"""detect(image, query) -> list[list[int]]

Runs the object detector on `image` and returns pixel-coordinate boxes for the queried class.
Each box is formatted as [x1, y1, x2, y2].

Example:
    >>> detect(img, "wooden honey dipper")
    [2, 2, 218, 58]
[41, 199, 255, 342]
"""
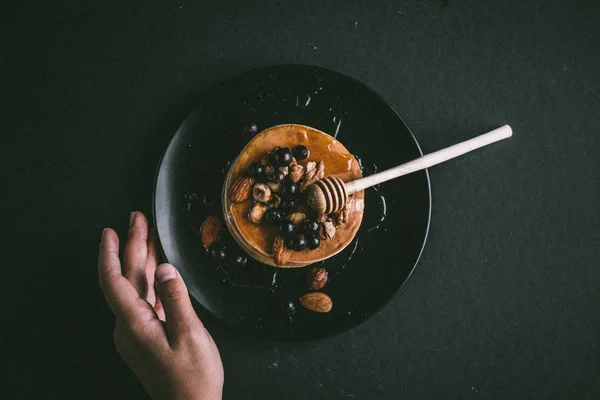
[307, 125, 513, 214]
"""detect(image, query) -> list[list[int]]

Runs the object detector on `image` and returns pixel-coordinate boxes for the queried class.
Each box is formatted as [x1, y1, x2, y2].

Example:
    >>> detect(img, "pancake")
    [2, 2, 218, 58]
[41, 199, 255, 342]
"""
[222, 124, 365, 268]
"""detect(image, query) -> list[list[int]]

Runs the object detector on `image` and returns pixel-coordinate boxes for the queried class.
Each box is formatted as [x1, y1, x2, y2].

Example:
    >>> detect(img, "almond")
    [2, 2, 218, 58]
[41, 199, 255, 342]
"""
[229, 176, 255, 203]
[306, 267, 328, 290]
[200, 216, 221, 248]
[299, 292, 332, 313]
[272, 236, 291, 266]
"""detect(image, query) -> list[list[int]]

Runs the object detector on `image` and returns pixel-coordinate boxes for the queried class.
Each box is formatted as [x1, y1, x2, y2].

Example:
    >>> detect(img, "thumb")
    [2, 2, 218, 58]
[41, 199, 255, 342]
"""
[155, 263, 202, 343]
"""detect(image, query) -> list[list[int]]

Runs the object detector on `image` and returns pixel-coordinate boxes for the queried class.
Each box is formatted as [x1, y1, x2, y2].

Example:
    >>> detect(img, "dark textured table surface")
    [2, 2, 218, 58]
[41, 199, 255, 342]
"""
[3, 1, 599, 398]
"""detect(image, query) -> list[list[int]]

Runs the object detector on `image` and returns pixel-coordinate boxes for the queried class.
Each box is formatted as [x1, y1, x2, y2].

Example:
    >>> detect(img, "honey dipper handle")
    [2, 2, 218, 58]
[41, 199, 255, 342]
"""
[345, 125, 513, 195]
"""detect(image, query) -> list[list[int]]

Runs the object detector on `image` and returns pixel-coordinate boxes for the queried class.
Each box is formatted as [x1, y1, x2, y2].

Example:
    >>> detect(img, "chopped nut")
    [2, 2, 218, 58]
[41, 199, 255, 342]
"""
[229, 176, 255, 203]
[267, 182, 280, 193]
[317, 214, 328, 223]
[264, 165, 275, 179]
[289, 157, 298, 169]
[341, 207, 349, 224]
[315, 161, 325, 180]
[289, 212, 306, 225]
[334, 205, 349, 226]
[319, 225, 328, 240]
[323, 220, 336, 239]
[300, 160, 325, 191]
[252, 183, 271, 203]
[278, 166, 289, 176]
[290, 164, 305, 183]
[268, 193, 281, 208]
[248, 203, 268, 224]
···
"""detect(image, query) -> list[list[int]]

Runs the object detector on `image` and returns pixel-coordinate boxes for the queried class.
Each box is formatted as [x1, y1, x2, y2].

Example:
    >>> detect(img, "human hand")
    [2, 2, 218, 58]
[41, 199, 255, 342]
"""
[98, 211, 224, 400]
···
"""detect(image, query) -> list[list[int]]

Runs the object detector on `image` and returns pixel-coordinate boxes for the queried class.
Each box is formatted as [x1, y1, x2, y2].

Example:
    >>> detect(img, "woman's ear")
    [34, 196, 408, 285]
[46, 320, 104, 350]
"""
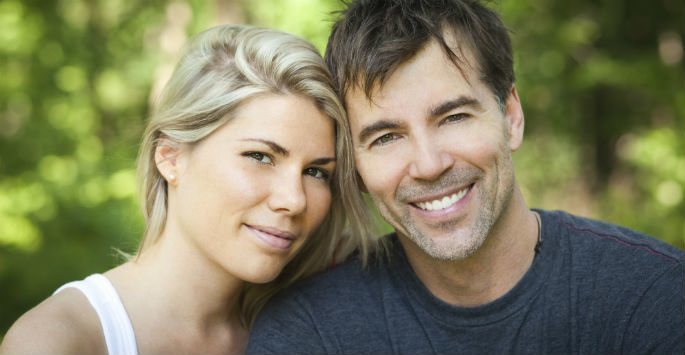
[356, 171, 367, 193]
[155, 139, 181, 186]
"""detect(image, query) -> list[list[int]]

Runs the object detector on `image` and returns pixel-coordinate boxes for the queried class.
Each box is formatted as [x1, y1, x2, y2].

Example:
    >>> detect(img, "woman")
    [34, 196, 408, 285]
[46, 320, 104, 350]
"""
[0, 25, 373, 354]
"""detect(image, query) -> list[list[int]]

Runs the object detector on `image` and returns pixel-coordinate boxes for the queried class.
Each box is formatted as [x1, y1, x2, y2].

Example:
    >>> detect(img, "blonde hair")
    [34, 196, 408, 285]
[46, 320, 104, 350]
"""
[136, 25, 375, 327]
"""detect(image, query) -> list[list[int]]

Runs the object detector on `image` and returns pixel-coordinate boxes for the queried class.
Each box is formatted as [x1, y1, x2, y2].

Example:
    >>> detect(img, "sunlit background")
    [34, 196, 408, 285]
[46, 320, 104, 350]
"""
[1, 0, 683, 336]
···
Task instructions :: Filter the records for the word "dipper" and show every line that has it.

Result ::
    >>> detect(img, "wooden honey dipper")
    >>> detect(img, "honey dipper handle")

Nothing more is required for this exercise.